Collection entries:

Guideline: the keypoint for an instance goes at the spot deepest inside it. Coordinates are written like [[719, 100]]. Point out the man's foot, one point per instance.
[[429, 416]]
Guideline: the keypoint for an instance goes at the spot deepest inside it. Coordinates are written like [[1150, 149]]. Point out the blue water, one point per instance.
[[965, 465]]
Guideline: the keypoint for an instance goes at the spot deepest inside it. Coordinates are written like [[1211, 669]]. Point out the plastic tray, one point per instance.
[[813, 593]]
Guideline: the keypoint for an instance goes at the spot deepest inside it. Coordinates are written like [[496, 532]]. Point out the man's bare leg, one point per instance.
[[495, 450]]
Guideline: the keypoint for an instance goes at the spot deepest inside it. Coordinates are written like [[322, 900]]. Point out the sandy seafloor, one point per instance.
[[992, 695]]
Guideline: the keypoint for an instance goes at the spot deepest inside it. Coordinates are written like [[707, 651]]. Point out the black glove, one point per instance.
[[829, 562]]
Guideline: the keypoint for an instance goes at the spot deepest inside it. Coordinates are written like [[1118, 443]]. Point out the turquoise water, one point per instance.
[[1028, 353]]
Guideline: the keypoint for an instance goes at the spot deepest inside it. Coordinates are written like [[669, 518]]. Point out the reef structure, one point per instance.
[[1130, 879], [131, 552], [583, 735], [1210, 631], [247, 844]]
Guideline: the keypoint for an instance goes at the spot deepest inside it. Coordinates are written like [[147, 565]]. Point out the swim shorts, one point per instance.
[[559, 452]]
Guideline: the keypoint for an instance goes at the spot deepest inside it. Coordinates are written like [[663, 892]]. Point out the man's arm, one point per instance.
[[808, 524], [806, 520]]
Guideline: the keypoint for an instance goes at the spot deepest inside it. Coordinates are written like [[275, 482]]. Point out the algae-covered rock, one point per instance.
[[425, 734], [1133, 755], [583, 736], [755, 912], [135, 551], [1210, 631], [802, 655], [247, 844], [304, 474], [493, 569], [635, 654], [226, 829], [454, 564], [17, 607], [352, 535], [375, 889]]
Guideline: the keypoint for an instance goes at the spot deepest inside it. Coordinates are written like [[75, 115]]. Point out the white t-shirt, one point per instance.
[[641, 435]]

Aim of the exercise —
Copy out all of the records shown above exactly.

Right answer —
Guideline: the keypoint for an instance goes at the spot deepest inside it. Coordinates are written like [[719, 100]]. Point out the man's foot, one point per instance.
[[429, 416]]
Guideline: the keypoint for an instance goes at the spot deepest inside it. Coordinates are written like [[1150, 149]]. Point out the blue water, one point per instance.
[[965, 465]]
Guideline: the keypoint for an instance goes at the spot deepest inside it. Coordinates are written like [[1211, 669]]. Point out the plastic tray, one point per instance.
[[813, 593]]
Guideline: the keypoint for an instance goes at the spot deepest inside it. Coordinates are written like [[496, 532]]. Point out the man's bare leg, one point per instance.
[[495, 450]]
Guideline: the keypoint for an instance goes at the spot deepest inside it. Coordinates are written like [[322, 900]]. Point out the sandy seafloor, one point per instance.
[[992, 695]]
Guideline: the keypoint for an instance goes at the spot deepest inside it. Coordinates are written like [[707, 651]]. Point out the black glove, one point per instance.
[[829, 562]]
Guideline: the keypoint for an instance goes at the spot deepest inside it. Coordinates are written like [[1118, 443]]. Point out the turquoise water, one point per instance.
[[1028, 353]]
Guideline: the keypoint for an instance goes at the spot deepest inside it. Coordinates are written like [[669, 518]]. Point out the reef structure, one point per instance.
[[1130, 879], [131, 552], [583, 735], [1210, 631], [247, 844]]
Guideline: the keypoint for an instance goes at the spot deepest inside it. Coordinates are written like [[147, 565]]. Point out the swim shorts, one point per instance.
[[559, 452]]
Guideline: the keypoint for an instance goes at the spot deepest inside it. Coordinates are written like [[663, 892]]. Point out the man's arm, one point per instance.
[[808, 524], [806, 520]]
Guideline: the keypoint for an instance goes at the spot deepest inside it. Coordinates are written like [[275, 482]]. Point out the algae-covered rock, one point per instance.
[[425, 734], [1133, 755], [583, 736], [755, 912], [135, 551], [1210, 631], [802, 655], [247, 844], [304, 474], [493, 569], [635, 654], [226, 829], [454, 564], [17, 607], [352, 535], [375, 889]]
Guideline: the keypoint for an instance goes at the spot deepest inside it. Coordinates are written like [[75, 115]]. Point out the white t-shirt, one point per instance.
[[641, 435]]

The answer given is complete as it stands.